Introduction: Haryana, despite having the third-highest per capita income in India, exhibits profound spatial inequalities in disease burden compounded by pervasive environmental chemical exposures—including airborne particulate matter, groundwater fluoride and arsenic contamination, agrochemical residues, and severe WASH deficits.


Objectives: To examine spatial patterns, temporal transitions, and socioeconomic differentials of morbidity across Haryana's 21 districts from 2004 to 2018, and to evaluate the role of environmental chemical exposures in shaping district-level health risk zones.


Methods: Unit-level micro-data from three NSSO rounds (60th/2004, 71st/2014, 75th/2017–18) were analysed using bivariate analysis, prevalence-based odds ratios, coefficients of variation, Pearson correlations, and spatial environmental correlation analysis drawing on CGWB (2020), HPCB (2021), and NFHS-5 (2021) data.

→ INSTRUCTIONS TO FOLLOW: Copy the Haryana abstract from "Introduction: Haryana, despite" to "health risk zones.", swapping "spatial" for "geographic". The data that follow have nothing to do with the Haryana abstract.

→ ENTRIES SHOWN:

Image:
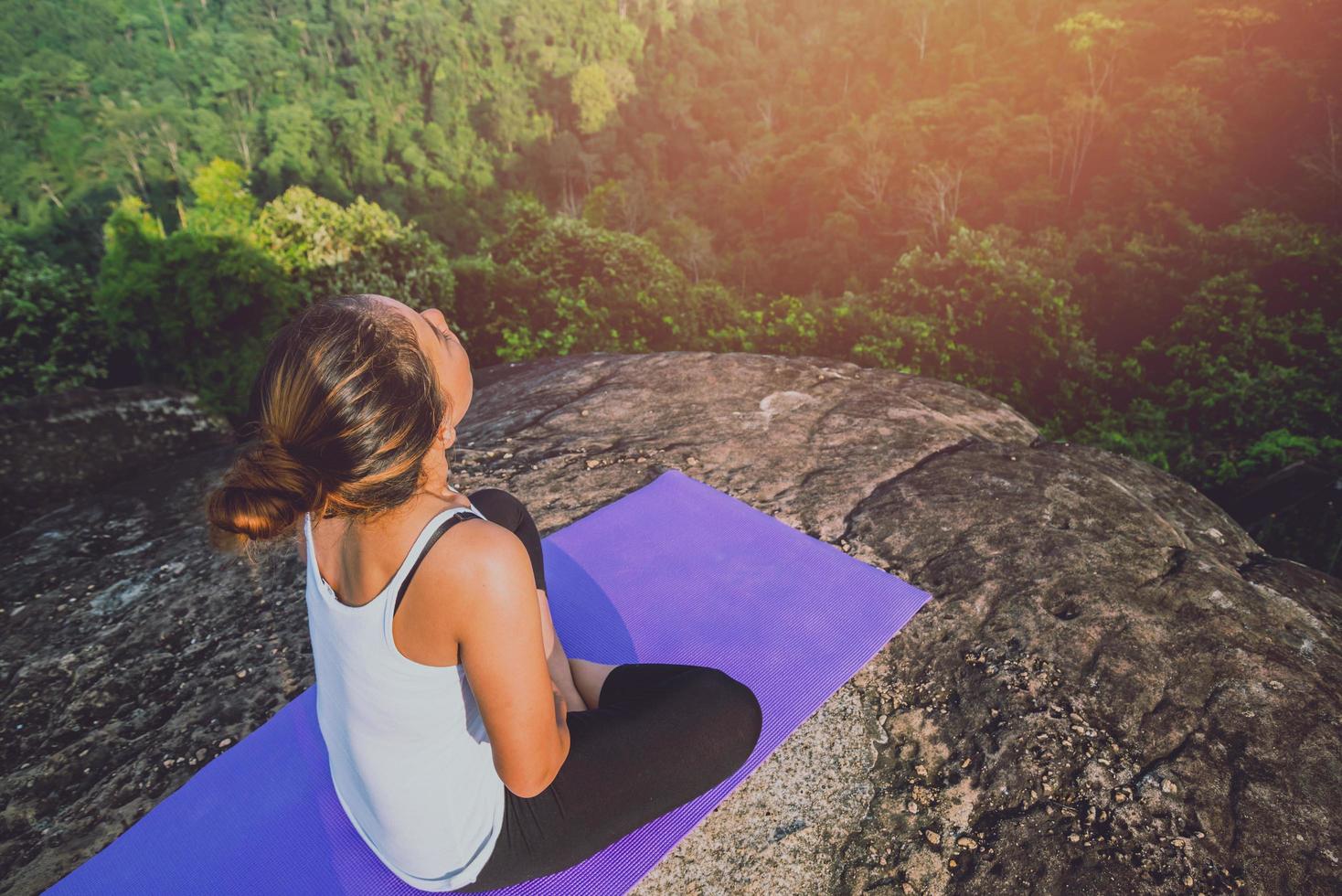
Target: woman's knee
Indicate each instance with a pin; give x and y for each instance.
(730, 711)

---

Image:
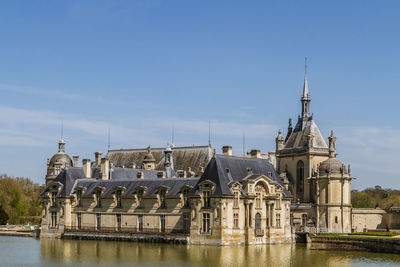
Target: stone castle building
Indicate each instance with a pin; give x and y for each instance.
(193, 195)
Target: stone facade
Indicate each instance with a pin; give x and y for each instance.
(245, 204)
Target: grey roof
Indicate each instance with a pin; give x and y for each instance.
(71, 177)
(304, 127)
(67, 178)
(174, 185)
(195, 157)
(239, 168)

→ ANSWER SECTION:
Introduction: Haryana, despite having the third-highest per capita income in India, exhibits profound geographic inequalities in disease burden compounded by pervasive environmental chemical exposures—including airborne particulate matter, groundwater fluoride and arsenic contamination, agrochemical residues, and severe WASH deficits.


Objectives: To examine geographic patterns, temporal transitions, and socioeconomic differentials of morbidity across Haryana's 21 districts from 2004 to 2018, and to evaluate the role of environmental chemical exposures in shaping district-level health risk zones.